WRITTEN EXERCISE A >> In the records below, copy out the lines word for word, beginning at the line that contains "If you could mark the mountain" and stopping after the final line of the records. Leave out the pictures.

PROVIDED PASSAGE >>
▶

I like movies. I like to be entertained.
I really don’t spend much time worrying about the demographics of the cast if the movie is well done.
I loved Idris Elba as Stacker Pentecost in Pacific Rim. Will Smith in Men in Black 3 was fantastic, that movie was awesome. So was Bright.
I really want someone to do a true-to-the-book Starship Troopers and I will be disappointed if Johnny Rico is not Filipino.
Just make a movie that entertains me and doesn’t try and jam a heavy handed message down my throat and I’ll be happy.
I haven’t seen a Marvel movie in theaters in a while, or any movie for that matter. Mostly because it’s expensive and I have kids.
I’d like to see Black Panther but holy shit, is there a lot of baggage associated with it. It is a “defining moment for black America” and is finally “a chance for black moviegoers to finally just enjoy the show.” It’s “more than a movie, ‘Black Panther’ is a movement.” It’s so important a movie that people are raising money to take black children to see it because “Black children are so often instilled with the tools to survive, but when do they have the chance to live? When do we let them laugh and smile?”

◀

INFORMATION GIVEN >>
▶

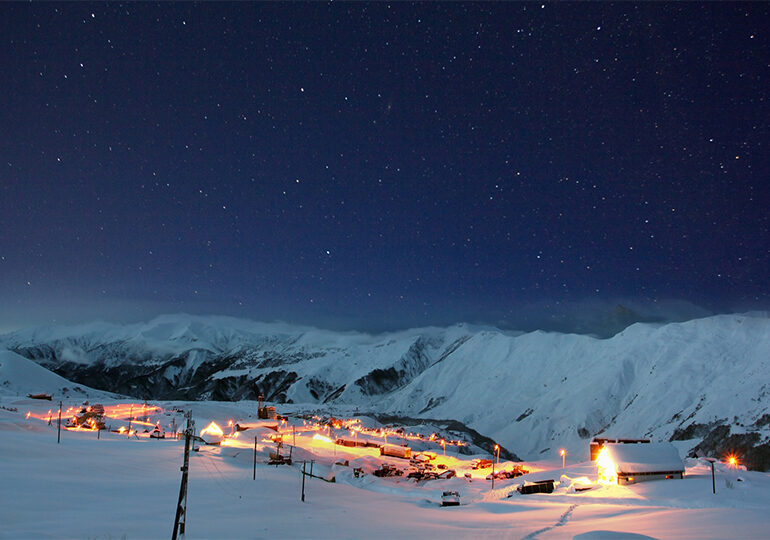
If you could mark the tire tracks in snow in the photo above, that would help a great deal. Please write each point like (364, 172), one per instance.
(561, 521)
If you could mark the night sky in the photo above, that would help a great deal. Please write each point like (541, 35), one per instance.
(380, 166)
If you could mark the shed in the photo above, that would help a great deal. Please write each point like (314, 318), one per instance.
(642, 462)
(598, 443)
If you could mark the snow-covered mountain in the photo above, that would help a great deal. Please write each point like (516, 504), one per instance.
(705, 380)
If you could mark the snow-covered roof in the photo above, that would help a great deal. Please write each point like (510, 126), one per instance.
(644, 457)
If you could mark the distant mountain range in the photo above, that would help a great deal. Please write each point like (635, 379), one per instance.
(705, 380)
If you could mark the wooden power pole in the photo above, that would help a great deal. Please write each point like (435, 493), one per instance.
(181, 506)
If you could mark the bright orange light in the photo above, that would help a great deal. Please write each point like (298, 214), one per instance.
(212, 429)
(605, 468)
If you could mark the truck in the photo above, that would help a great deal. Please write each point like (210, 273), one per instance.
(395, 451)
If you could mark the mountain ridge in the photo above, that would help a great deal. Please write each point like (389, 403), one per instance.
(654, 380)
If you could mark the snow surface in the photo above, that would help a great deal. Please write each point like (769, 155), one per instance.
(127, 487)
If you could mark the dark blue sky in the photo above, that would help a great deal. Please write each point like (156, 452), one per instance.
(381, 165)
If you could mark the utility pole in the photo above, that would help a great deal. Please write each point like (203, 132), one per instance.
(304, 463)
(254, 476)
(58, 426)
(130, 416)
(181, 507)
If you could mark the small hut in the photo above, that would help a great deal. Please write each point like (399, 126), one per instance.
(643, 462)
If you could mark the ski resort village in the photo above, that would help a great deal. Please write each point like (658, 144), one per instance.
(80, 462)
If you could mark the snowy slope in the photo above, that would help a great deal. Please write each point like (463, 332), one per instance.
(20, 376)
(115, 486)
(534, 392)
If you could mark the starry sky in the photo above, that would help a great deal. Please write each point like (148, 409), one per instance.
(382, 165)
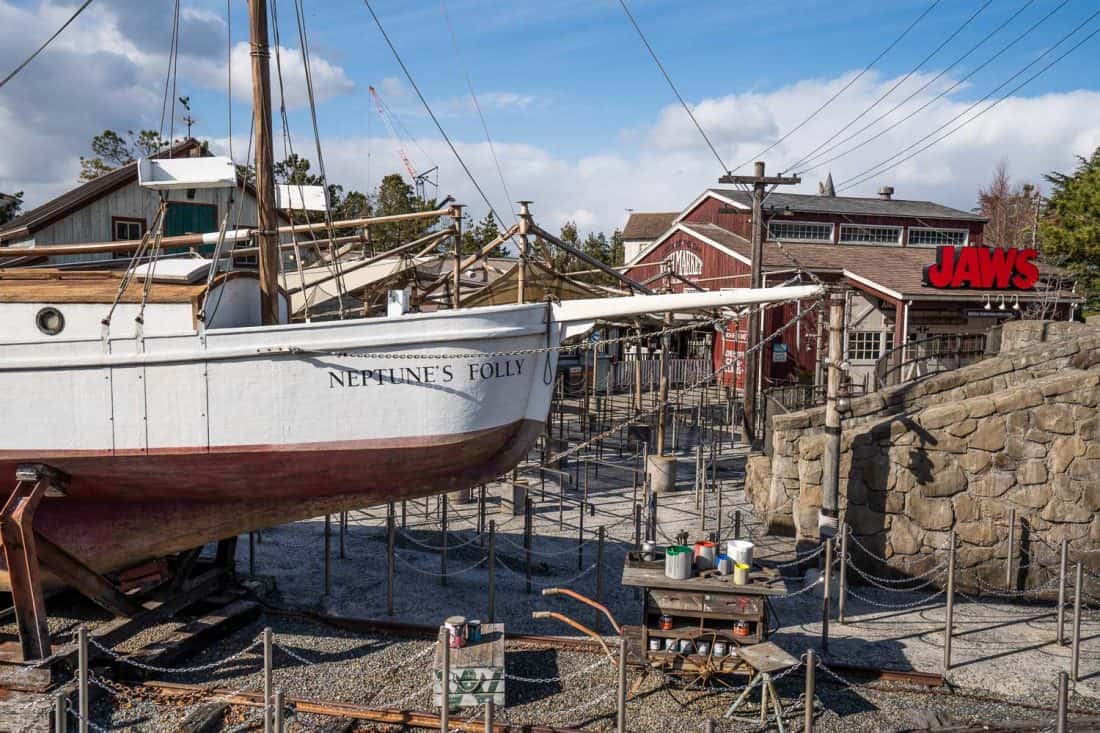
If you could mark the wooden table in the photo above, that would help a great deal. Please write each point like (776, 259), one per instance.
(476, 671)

◀

WRITTEN EXERCISE B >> Extend the piece about movies, picking up right after its final sentence.

WRITTEN RESPONSE A >>
If you could mark the mountain ridge in the photo above, that would help a great deal. Please write each point like (389, 403), one per instance.
(654, 380)
If you could mark the snow surface in the photo above, that would help a great deal. Please write each point like (769, 155), one per instance.
(127, 487)
If you could mark the dark blue sky in the photo above, that would help a great deal. Please write each point like (156, 452), one per instance.
(381, 165)
If you could mark the utility pole in the photo above, that would help a great deal. Please write each point like (203, 132), one per instance.
(304, 463)
(254, 476)
(58, 426)
(130, 416)
(181, 507)
If you could mark the small hut in the photo above, that would help a great deal. Please write each point like (399, 126), one per instance.
(643, 462)
If you could mark the ski resort village in the photo above, that would help a great deal. Please write each point like (658, 144), one per instance.
(80, 462)
If you could mark the snowy slope in the photo above, that would help a great deal. Please write each point like (463, 332), one per instance.
(20, 376)
(115, 486)
(534, 392)
If you could mark the starry sky in the photo above, that would help a great deal. Please write each point like (148, 409), one per instance.
(382, 165)
If you could mark the wooden table in the photo above, that would help a great deal. Please write each point like (776, 259), one per instance.
(476, 671)

WRITTEN RESPONSE B >>
It’s already been made clear to my that as a white person the movie is not for me.
And that I can’t let my presence in the theater steal joy from the black people in the audience.
So here is my question:
If I go to the theater to see Black Panther, should I sit in the back of the theater in the bad seats, and if a black person wants my seat, I have to stand?
Or, should I put on black face and try to blend in with the crowd?
I’m confused as to what I have to do to enjoy a movie about a black character, created by two Jews, Stanley Lieber and Jacob Kurtzberg.
I would be stoked if they made an honest adaptation of Starship Troopers. I would be dismayed because lawl Filipino entertainment industry. The Philippines has a rather, ‘unique’ entertainment industry. It’s like a bad melding of the Japanese and Spanish ones.
But still, would be really annoyed if John Rico wasn’t a fellow Filipino.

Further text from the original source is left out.